> **PROBLEM DETAILS**
Carry on the write-up about vitamin D and ADHD in children from the point where it stops.

It’s easy to discount the importance of common vitamins and minerals because they seem so familiar and are often included in fortified foods.
Although vitamin D is frequently cited as a major factor for healthy bones and the immune system, growing evidence shows that it is vitally important for the emotional and cognitive processing of the brain.
In this clinical study, vitamin D supplementation improved attention span, impulsive behavior, and other cognitive factors in children with attention-deficit hyperactivity disorder (ADHD). Interestingly, children diagnosed with ADHD also had lower serum vitamin D levels prior to supplementation, and there is other research that shows correlation between the two.
Vitamin D, synthesized in the body after exposure to sunlight, can be short supply in northern latitudes and in the diet. Supplementation may be a simple way to help children develop helpful habits of concentration and focus that will benefit them for a lifetime.
Elshorbagy HH, Barseem NF, Abdelghani WE, et al. Impact of Vitamin D Supplementation on Attention-Deficit Hyperactivity Disorder in Children. Ann Pharmacother. 2018;52(7):623–631.

> **DATASET EXTRACT**
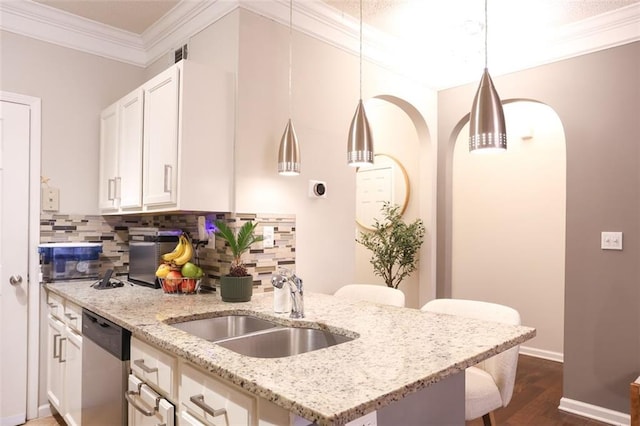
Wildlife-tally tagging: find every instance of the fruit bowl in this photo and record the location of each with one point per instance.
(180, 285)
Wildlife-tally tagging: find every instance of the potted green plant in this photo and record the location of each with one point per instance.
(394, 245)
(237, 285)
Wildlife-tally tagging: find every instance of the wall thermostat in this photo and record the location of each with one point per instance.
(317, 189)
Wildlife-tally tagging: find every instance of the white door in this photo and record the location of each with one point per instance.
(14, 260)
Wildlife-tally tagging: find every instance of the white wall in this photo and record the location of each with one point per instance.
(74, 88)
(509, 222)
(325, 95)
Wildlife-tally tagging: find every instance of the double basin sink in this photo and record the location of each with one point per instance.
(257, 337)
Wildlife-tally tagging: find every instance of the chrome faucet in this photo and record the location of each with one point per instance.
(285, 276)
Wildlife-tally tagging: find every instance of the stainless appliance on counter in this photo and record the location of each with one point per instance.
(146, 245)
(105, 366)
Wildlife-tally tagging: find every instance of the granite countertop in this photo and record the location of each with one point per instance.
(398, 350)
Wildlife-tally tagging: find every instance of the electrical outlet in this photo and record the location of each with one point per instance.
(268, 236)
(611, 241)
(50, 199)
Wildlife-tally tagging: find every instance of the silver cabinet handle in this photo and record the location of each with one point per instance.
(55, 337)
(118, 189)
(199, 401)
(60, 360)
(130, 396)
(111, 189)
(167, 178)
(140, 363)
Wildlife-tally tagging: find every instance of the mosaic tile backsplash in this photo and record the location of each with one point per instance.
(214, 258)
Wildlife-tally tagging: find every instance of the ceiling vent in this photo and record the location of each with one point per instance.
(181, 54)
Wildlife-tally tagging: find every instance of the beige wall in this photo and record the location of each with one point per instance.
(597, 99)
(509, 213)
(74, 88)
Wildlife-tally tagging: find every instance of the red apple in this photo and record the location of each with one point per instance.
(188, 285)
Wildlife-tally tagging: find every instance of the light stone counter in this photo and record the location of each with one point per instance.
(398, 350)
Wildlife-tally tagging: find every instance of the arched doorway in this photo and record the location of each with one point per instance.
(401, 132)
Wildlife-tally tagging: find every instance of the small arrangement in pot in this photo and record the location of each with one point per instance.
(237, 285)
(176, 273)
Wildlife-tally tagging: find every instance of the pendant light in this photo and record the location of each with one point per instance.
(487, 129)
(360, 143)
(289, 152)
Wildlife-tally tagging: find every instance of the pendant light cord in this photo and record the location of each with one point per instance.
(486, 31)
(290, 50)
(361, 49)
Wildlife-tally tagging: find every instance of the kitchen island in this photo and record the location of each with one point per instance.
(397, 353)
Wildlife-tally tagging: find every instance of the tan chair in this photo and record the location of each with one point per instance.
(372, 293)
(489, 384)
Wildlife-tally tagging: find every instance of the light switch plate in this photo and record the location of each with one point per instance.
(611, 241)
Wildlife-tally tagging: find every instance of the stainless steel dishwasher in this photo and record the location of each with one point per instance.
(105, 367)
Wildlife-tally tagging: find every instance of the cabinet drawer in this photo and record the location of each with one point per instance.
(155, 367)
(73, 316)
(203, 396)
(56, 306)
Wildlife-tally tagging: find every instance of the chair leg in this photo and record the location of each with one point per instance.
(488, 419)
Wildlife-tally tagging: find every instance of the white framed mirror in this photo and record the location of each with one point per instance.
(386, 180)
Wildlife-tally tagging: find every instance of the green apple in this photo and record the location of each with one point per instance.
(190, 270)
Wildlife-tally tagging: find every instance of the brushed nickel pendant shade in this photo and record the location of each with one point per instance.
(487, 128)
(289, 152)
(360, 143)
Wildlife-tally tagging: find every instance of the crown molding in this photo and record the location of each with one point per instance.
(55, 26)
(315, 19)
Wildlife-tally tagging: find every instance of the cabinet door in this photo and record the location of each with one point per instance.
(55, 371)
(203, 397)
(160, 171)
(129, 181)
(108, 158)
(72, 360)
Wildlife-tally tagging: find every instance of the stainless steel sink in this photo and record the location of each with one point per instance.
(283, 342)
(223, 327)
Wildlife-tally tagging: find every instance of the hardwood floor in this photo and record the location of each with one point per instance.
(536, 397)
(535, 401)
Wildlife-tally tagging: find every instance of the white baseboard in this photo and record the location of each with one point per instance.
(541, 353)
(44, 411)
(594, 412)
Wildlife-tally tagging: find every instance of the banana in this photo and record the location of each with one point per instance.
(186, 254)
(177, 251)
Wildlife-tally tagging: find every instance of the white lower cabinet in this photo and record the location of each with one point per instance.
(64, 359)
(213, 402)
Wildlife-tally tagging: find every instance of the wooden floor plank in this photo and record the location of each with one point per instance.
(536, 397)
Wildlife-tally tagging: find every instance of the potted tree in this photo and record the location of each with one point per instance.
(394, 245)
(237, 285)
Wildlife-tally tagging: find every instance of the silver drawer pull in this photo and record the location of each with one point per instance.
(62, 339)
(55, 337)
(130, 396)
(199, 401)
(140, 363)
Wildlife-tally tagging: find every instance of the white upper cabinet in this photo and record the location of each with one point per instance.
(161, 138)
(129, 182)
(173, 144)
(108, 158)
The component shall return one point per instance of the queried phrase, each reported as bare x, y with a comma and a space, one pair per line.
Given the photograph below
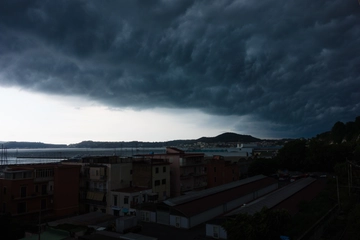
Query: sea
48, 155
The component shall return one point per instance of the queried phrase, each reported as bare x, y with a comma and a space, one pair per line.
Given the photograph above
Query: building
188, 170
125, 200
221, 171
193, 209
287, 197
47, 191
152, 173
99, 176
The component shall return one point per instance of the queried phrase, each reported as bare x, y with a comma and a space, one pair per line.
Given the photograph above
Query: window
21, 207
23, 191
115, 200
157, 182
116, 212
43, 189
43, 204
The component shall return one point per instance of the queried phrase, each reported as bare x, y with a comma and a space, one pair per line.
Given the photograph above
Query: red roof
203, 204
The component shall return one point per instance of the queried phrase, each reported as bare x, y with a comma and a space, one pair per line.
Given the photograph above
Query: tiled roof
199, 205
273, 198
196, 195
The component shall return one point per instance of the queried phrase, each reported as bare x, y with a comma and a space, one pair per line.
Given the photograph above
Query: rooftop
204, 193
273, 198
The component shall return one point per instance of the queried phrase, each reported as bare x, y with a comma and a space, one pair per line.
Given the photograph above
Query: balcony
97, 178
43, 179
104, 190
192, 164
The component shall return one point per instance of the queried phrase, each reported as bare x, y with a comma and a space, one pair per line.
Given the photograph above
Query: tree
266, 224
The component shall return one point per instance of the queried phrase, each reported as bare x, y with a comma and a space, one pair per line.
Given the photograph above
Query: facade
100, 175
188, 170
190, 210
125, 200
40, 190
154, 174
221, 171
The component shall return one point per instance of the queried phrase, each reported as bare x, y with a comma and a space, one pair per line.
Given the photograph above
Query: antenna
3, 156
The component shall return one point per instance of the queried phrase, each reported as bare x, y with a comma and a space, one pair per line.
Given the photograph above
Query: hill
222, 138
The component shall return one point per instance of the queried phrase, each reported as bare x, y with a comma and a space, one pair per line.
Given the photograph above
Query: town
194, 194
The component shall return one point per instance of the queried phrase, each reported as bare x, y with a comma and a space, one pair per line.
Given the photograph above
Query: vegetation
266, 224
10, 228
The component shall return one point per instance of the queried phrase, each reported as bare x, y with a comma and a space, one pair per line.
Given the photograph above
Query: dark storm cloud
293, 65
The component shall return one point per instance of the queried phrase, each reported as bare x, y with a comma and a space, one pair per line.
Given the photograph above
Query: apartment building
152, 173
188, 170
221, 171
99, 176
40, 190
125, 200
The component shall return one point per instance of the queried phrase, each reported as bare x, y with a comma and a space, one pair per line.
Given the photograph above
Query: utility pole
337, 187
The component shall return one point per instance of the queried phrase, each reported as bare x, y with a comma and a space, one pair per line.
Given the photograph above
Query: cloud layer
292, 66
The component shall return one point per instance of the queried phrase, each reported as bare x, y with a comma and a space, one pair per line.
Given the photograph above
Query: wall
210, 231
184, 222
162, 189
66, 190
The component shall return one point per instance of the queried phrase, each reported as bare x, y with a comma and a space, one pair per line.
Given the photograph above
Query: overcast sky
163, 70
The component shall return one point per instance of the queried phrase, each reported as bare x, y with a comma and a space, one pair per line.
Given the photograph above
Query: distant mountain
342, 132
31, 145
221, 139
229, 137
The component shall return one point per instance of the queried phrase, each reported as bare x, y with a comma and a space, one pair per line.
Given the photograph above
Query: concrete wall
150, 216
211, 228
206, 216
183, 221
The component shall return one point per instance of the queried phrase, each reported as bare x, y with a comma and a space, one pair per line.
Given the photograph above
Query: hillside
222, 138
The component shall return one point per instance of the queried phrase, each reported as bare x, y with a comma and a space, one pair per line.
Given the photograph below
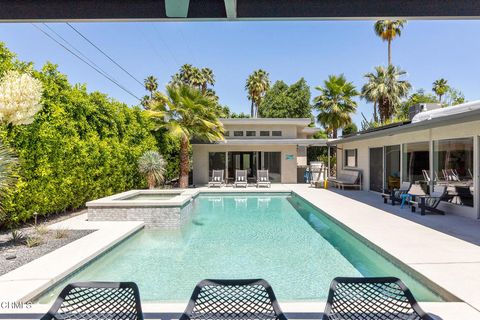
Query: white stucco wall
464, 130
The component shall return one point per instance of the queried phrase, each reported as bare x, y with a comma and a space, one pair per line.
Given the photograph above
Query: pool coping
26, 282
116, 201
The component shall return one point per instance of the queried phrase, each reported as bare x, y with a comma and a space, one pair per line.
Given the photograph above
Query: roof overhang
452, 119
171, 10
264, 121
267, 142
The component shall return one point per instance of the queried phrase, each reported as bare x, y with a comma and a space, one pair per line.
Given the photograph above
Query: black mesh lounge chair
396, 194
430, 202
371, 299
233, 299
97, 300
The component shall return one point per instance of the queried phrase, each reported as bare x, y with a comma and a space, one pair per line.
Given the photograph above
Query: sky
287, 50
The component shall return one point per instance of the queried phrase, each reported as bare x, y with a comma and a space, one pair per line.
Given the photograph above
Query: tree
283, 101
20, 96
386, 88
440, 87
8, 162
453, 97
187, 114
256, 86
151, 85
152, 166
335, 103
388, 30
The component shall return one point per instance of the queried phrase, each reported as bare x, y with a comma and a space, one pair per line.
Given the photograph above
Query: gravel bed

> **RESPONSE**
Background: The role of nutrients and dietary factors in attention-deficit hyperactivity disorder (ADHD) remains unclear.
Objectives: The primary objective was to evaluate the serum vitamin D level in children with a diagnosis of ADHD. The secondary objective was to detect the effect of vitamin D supplementation on cognitive function in those with vitamin D deficiency.
Methods: A total of 50 children with ADHD and 40 healthy controls were included in the study. We measured the serum level of vitamin D. Patients with vitamin D deficiency were subdivided into 2 groups: one with vitamin D supplementation and the other without vitamin D supplementation. Further assessment and follow-up of children with ADHD was done. The Wisconsin Card Sorting Test, Conners' Parent Rating Scale, and Wechsler Intelligence Scale for Children were performed at baseline and follow-up in all cohorts with an ADHD diagnosis.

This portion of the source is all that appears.